WHAT YOU SHOULD DO:
Reproduce the listing below verbatim, keeping every line in its original order.

Entries from a point annotation set:
==================================================
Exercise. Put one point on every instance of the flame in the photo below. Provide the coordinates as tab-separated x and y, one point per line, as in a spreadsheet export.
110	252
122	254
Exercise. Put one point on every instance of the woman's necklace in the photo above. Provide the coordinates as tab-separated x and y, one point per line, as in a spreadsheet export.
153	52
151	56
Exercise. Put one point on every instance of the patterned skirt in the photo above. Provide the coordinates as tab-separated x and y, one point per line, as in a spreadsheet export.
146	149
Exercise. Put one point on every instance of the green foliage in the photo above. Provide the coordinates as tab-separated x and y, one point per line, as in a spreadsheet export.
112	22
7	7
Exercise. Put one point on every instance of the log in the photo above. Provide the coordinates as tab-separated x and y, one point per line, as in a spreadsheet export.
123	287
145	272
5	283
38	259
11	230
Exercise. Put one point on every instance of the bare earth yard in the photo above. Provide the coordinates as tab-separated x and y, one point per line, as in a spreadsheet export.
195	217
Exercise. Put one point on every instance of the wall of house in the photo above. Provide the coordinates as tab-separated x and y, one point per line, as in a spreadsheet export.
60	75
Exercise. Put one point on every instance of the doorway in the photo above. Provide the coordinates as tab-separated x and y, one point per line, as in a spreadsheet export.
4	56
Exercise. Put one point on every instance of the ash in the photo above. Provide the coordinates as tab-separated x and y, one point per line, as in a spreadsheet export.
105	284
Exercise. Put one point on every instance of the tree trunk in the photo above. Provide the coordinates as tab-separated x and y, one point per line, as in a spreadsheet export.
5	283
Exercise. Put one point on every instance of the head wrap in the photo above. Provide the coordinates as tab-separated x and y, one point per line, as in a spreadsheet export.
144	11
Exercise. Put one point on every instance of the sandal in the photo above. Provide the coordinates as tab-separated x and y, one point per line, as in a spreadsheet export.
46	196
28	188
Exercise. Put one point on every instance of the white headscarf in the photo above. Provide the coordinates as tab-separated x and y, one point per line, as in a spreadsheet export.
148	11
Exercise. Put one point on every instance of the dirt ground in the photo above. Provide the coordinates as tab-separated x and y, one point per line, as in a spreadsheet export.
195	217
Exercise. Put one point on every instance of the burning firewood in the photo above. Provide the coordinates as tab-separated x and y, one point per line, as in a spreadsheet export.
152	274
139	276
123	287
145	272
==================================================
ANSWER TO THE TASK:
Exercise. Put one point on every instance of the flame in the photo below. Provide the coordinates as tab-separated x and y, one point per line, as in a spreadsheet export.
110	252
122	254
Exercise. Put one point on every instance of the woman's necklace in the photo above. Provide the coordinates as tab-separated x and y, one point per line, as in a spreadsheet export.
153	52
151	56
Exercise. Put one point on every instance of the patterned skirt in the photo above. Provide the coordinates as tab-separated x and y, one point per line, as in a spreadsheet export.
146	149
Exercise. Put one point on every instance of the green foliage in the photo above. Provide the coordinates as tab-separated x and y, one point per line, as in a spreadsheet export.
112	22
7	7
Exercise. Put one point on every instance of the log in the photo above. Provide the coordinates as tab-separated x and y, one point per line, as in a spreadsheet export.
123	287
145	272
5	283
38	259
11	230
Exercise. Put one point on every instance of the bare earth yard in the photo above. Provide the coordinates as tab-separated x and y, one point per line, as in a spreadsheet export.
195	217
Exercise. Put one point on every instance of the wall of house in the photo above. Provide the coordinates as tab-separated x and y, one point per line, as in a spreadsheet export.
60	75
Exercise. Put one point on every instance of the doorway in the photo above. Provide the coordinates as tab-separated x and y, one point per line, as in a spreadsheet export.
4	56
Exercise. Put one point on every instance of the ash in the photo above. Provide the coordinates as tab-separated x and y, one point per line, as in a spreadsheet export.
105	284
Exercise. Put one point on every instance of the tree trunk in the photo above. Provide the coordinates as tab-separated x and y, one point per line, as in a spreadsheet export.
5	283
Exercise. Put one point on every instance of the head wrap in the photo above. Provide the coordinates as tab-separated x and y, one point per line, as in a spreadsheet export.
144	11
Exercise. Put one point on every instance of the sandal in the photo above. Provide the coordinates as tab-separated x and y, one point per line, as in a spreadsheet export.
46	196
28	188
Exercise. Put one point on every instance of the white headscarf in the photo above. Provide the coordinates as tab-separated x and y, one point per line, as in a spreadsheet export.
148	11
Exercise. Put one point on every instance of the dirt ground in the photo above. Provide the coordinates as tab-separated x and y, one point per line, as in a spreadsheet export.
195	217
Exercise. Put one point on every instance of the burning firewood in the photo above. Provide the coordinates as tab-separated x and y, one point per line, as in a spreadsheet export.
152	274
139	276
123	287
145	272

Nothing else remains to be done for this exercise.